[BEGIN DATA FOR THE TASK]
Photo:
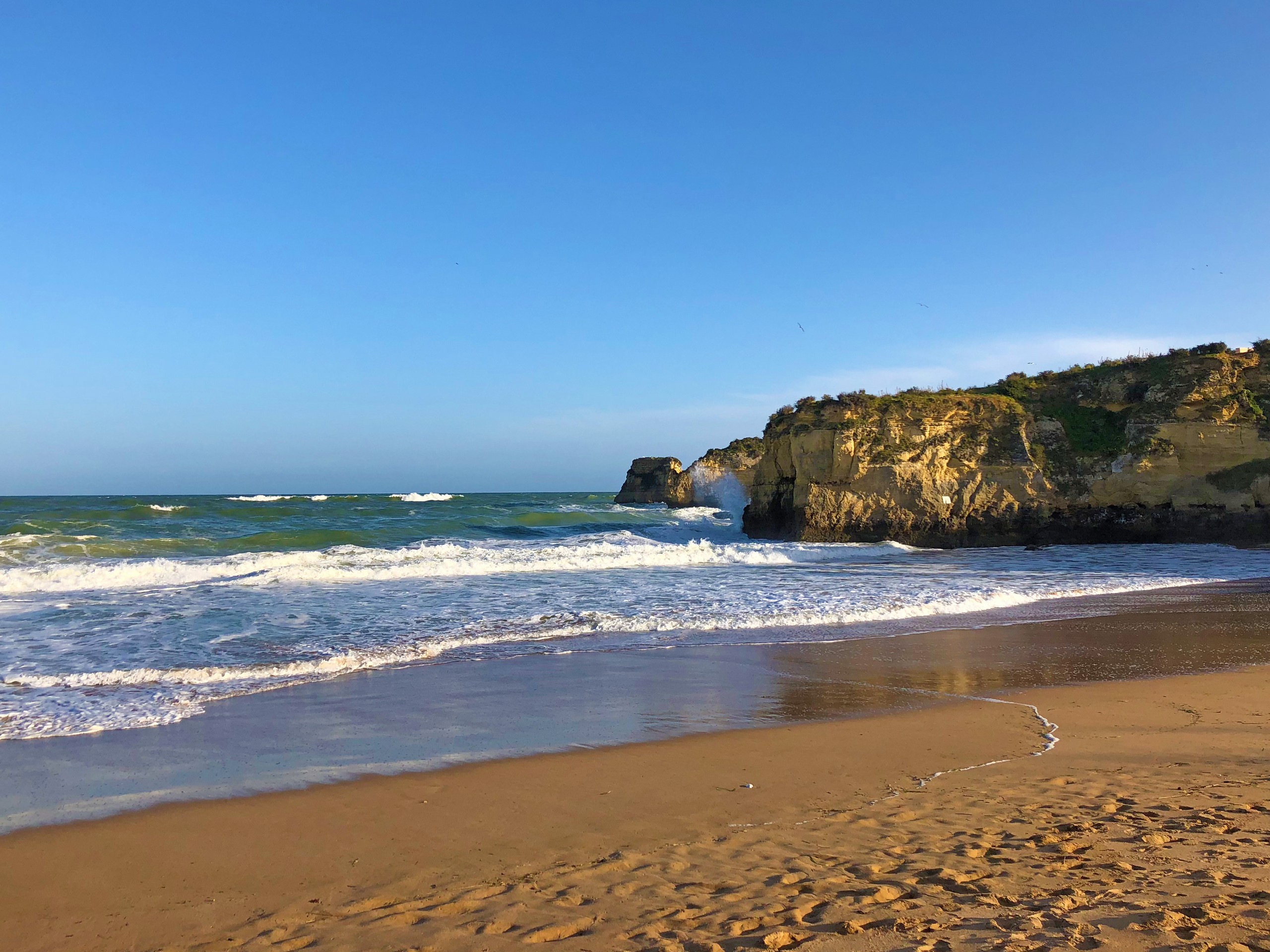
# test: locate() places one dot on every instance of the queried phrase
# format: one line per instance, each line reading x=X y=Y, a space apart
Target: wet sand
x=432 y=716
x=1147 y=827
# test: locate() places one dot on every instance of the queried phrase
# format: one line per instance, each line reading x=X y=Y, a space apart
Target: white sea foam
x=346 y=564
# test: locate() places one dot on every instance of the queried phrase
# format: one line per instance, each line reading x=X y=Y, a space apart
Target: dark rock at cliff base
x=1157 y=448
x=657 y=479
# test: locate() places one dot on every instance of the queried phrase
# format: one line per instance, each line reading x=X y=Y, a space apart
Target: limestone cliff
x=720 y=477
x=656 y=479
x=1162 y=448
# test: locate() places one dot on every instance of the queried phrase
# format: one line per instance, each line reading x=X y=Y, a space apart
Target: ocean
x=124 y=612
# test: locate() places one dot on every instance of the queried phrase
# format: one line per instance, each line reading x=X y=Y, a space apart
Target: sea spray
x=119 y=615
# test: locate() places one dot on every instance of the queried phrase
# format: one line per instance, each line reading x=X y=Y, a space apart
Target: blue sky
x=280 y=246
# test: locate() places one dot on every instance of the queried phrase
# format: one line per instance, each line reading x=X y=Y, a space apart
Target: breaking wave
x=350 y=564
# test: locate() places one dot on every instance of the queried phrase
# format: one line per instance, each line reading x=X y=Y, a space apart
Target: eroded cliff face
x=720 y=477
x=1162 y=448
x=656 y=479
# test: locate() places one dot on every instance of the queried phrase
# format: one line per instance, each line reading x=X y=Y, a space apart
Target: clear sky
x=409 y=246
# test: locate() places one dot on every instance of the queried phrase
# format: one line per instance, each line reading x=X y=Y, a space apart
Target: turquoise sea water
x=125 y=612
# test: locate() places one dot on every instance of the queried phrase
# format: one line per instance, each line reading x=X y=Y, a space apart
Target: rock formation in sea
x=722 y=477
x=1162 y=448
x=657 y=479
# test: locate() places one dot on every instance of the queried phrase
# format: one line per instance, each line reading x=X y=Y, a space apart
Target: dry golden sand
x=1147 y=827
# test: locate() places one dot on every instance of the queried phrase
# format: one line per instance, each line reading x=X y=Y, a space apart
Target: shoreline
x=659 y=846
x=431 y=716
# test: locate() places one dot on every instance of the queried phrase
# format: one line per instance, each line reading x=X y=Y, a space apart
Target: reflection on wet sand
x=1209 y=629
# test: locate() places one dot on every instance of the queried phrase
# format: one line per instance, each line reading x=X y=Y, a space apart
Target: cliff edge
x=1162 y=448
x=720 y=477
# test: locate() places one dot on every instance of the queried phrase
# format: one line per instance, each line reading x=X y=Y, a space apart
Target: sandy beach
x=1144 y=827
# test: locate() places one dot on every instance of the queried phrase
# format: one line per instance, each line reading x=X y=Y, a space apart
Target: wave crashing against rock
x=1161 y=448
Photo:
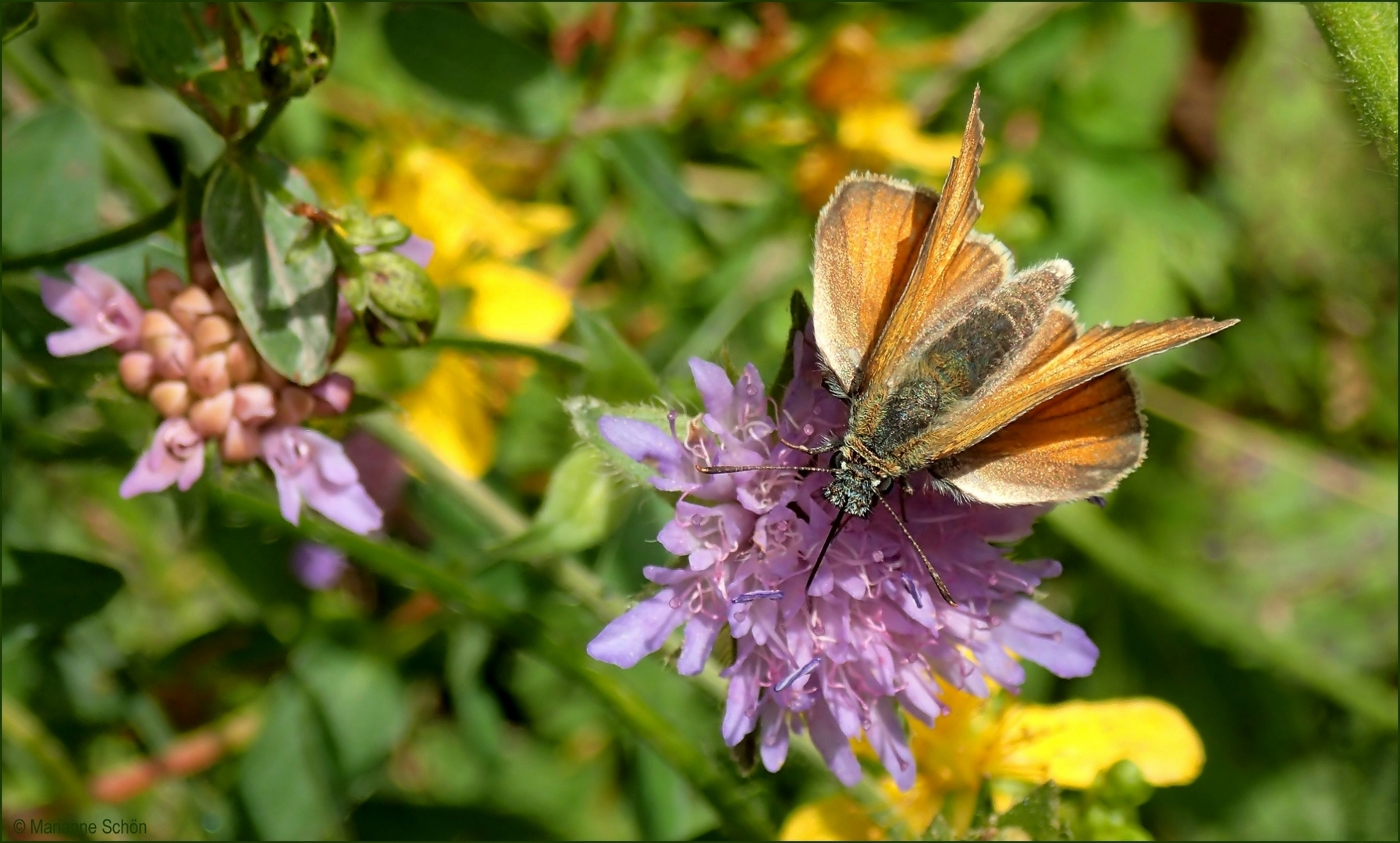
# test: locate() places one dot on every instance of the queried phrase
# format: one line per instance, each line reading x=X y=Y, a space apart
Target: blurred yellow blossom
x=476 y=237
x=1000 y=740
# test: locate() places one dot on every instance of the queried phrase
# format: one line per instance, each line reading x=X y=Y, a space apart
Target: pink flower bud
x=136 y=370
x=156 y=325
x=171 y=398
x=210 y=418
x=190 y=307
x=333 y=394
x=211 y=333
x=163 y=287
x=241 y=443
x=254 y=404
x=294 y=405
x=209 y=375
x=172 y=354
x=243 y=361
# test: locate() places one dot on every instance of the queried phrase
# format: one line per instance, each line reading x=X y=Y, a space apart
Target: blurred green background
x=659 y=169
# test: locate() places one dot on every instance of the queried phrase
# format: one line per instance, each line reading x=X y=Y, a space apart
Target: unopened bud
x=294 y=405
x=172 y=354
x=333 y=394
x=156 y=325
x=211 y=333
x=210 y=418
x=243 y=361
x=241 y=443
x=163 y=287
x=136 y=368
x=222 y=305
x=171 y=398
x=190 y=307
x=254 y=404
x=209 y=375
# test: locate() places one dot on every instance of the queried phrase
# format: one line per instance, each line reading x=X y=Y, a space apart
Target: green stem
x=1363 y=41
x=101 y=243
x=250 y=142
x=741 y=818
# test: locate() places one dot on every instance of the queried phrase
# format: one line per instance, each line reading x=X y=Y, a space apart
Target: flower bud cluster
x=197 y=363
x=190 y=357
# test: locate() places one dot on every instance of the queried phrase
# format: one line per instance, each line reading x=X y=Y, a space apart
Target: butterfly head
x=855 y=486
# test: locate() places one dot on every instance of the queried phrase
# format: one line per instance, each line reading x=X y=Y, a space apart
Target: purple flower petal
x=699 y=642
x=638 y=632
x=318 y=567
x=1042 y=636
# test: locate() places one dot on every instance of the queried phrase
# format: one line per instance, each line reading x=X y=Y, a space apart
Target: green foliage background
x=1188 y=160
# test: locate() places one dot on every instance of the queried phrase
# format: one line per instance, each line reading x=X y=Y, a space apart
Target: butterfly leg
x=826 y=545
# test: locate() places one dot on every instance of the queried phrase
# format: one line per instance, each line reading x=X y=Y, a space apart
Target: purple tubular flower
x=314 y=468
x=176 y=457
x=869 y=635
x=416 y=250
x=317 y=566
x=101 y=311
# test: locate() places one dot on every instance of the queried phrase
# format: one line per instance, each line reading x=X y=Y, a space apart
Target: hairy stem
x=1363 y=41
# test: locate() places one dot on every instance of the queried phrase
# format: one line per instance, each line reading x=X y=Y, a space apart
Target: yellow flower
x=1004 y=742
x=476 y=237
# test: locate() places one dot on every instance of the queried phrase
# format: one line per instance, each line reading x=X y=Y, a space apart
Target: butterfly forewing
x=1100 y=350
x=1077 y=444
x=867 y=240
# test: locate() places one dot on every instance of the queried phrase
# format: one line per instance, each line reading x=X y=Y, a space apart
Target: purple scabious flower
x=312 y=467
x=872 y=632
x=100 y=310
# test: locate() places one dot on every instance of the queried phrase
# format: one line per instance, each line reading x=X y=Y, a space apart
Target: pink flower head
x=101 y=311
x=872 y=632
x=176 y=457
x=314 y=468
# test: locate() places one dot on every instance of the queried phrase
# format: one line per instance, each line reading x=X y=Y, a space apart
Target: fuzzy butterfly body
x=957 y=363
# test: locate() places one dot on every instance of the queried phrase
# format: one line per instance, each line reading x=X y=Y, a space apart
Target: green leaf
[END DATA FOR THE TASK]
Leave out the pictures and retype every line above exactly.

Photo:
# test: locate() places one dot on every instance of the queried phrase
# format: one line per instance, each line reading x=X y=Y, a space apart
Target: wet sand
x=432 y=716
x=1147 y=827
# test: locate() places one dot on every instance of the queried phrase
# format: one line per instance, each line reading x=X y=Y, a space apart
Target: white sea foam
x=346 y=564
# test: locate() places one dot on every instance of the queried phrase
# format: one line per instance, each line reading x=X y=Y, a space apart
Target: dark rock at cliff base
x=1157 y=448
x=657 y=479
# test: locate() places one dot on every instance of the queried phrase
# format: one line per instance, each line reading x=X y=Y, a space apart
Target: limestone cliff
x=720 y=477
x=656 y=479
x=1162 y=448
# test: locate() places one dot on every instance of the queried phrase
# format: one line per instance, each line reading x=X y=Y, a space apart
Target: ocean
x=124 y=612
# test: locate() places one dot on every instance of the queried phrase
# format: one line per instance, each line reading x=X y=Y, a space apart
Target: sea spray
x=119 y=615
# test: locate() places one dot on every instance of the queried phrase
# format: one line per instance, each line reading x=X y=Y, a space apart
Target: blue sky
x=280 y=246
# test: locate() places one dot on every instance of the queried phrase
# format: one line per instance, each line reading x=X y=Y, a space apart
Target: breaking wave
x=350 y=564
# test: locate() places one dot on every instance of the queried phrase
# format: one line per instance, each line reading x=X y=Y, a space apart
Target: eroded cliff face
x=720 y=477
x=1162 y=448
x=656 y=479
# test: locate() places one dot on every instance of the queried phrase
# format: one line per instance, each line reading x=X y=Y, a space apart
Target: clear sky
x=409 y=246
# test: locate() places one dot on every instance of the queried phrase
# format: one line per instance, each line reading x=X y=Y, a space apart
Target: turquoise sea water
x=125 y=612
# test: locate() places one dot on every instance of the queried phrase
# format: one line per instance, each line reading x=X y=Y, a space apart
Target: rock formation in sea
x=722 y=477
x=1162 y=448
x=657 y=479
# test: locate() places one dot on every instance of the queried phrase
# format: one line per instance, each line reading x=X y=Y, a space apart
Target: dry golden sand
x=1147 y=827
# test: locate() places one dot on every instance of the queried phrase
# format: one line per instance, each line reading x=X y=Y, a space apart
Target: shoreline
x=659 y=846
x=431 y=716
# test: locate() places one dot on every instance of the queried phrase
# format: one line per instance, each line reading x=X y=Y, a space apart
Target: reflection on wet sand
x=1209 y=629
# test: locate() places one dot on every instance of the queried phrase
# format: one line per instance, each line reading x=X y=Y, a space apart
Target: cliff edge
x=1162 y=448
x=720 y=477
# test: locate() places one dot on every instance of the queried phrase
# format: one line per instance, each line reading x=X y=Y, a space apart
Target: sandy beach
x=1144 y=827
# test: locate() places one dot on every instance of the queried phrase
# format: one line per instance, each line reading x=X y=Y, a space apart
Target: wave crashing against rock
x=1161 y=448
Photo:
# test: locate() places one dot on every instance of the queried phrase
# format: one line per instance, each line reading x=X y=Y, a space apart
Target: blurred yellow blossom
x=476 y=237
x=1000 y=740
# test: locate() places one dot on every instance of the queried phrase
# format: one line per instance, each line reading x=X y=Y, a space apart
Target: pink flower bud
x=136 y=370
x=156 y=325
x=171 y=398
x=210 y=418
x=190 y=307
x=333 y=394
x=211 y=333
x=163 y=287
x=241 y=443
x=254 y=404
x=294 y=405
x=209 y=375
x=172 y=354
x=243 y=361
# test: locate() places one dot on every instance of the queried phrase
# format: one line per instance, each line reading x=X y=Y, a space apart
Target: blurred green background
x=659 y=169
# test: locate() places one dot on every instance of the queried phrase
# format: one line per instance, each line reading x=X y=Y, a space apart
Target: unopened bud
x=294 y=405
x=172 y=354
x=333 y=394
x=156 y=325
x=211 y=333
x=210 y=418
x=243 y=361
x=241 y=443
x=163 y=287
x=136 y=368
x=222 y=305
x=171 y=398
x=190 y=307
x=254 y=404
x=209 y=375
# test: locate() places one dot on every instance of the queried phrase
# format: one line per instance, each line reading x=X y=Y, a space apart
Target: green stem
x=1363 y=41
x=101 y=243
x=250 y=142
x=741 y=818
# test: locate() places one dot on every instance of the queried phrase
# format: one line per instance, each line reading x=X y=Y, a space apart
Target: flower bud cluster
x=197 y=363
x=190 y=357
# test: locate() places one dot on every instance of the queried phrase
# format: one line per instance, each line reading x=X y=Y, a space apart
Target: butterfly head
x=855 y=486
# test: locate() places one dot on every instance of the queried phrase
# format: one line per instance, each line reading x=X y=Y, a space apart
Target: purple flower petal
x=699 y=642
x=638 y=632
x=318 y=567
x=1042 y=636
# test: locate() places one dot on every instance of the queried phrase
# format: one line per instance, each line reading x=X y=Y, a space apart
Target: green foliage background
x=1188 y=160
# test: locate() places one dot on every instance of the queried phrase
# format: one line per instance, each line reading x=X y=Y, a space apart
Target: butterfly leg
x=826 y=545
# test: locate() places one dot on every instance of the queried phrase
# format: one line per instance, each line reading x=X y=Y, a space apart
Target: purple tubular flower
x=314 y=468
x=176 y=457
x=869 y=635
x=416 y=250
x=317 y=566
x=101 y=311
# test: locate() places one dot on every instance of the queried phrase
# format: one line per instance, each line reading x=X y=Y, a space apart
Target: hairy stem
x=1363 y=41
# test: locate() places one dot on every instance of the queried phrase
# format: one line per instance, each line reading x=X y=Y, a space apart
Target: yellow flower
x=1004 y=742
x=476 y=237
# test: locate() places one dot on every instance of the queried phrase
# format: one line per instance, each line reading x=X y=Y, a space apart
Target: butterfly forewing
x=1100 y=350
x=1077 y=444
x=867 y=240
# test: locate() places one dot on every instance of the queried phrase
# format: one line per instance, each line reading x=X y=Y, a space apart
Target: purple scabious flower
x=312 y=467
x=872 y=632
x=100 y=310
# test: locate() places one dot on every instance of the queried phrase
# format: one line per instance, each line reading x=X y=Y, a space apart
Target: pink flower head
x=101 y=311
x=872 y=632
x=176 y=457
x=314 y=468
# test: locate() places one dot on every instance of the queried phrase
# format: one line per instance, each line reading x=X y=Y, a space apart
Target: fuzzy butterfly body
x=957 y=363
# test: locate() places one dot on every instance of the queried phrase
# format: one line per instance, each line reading x=X y=Y, a space apart
Target: green leaf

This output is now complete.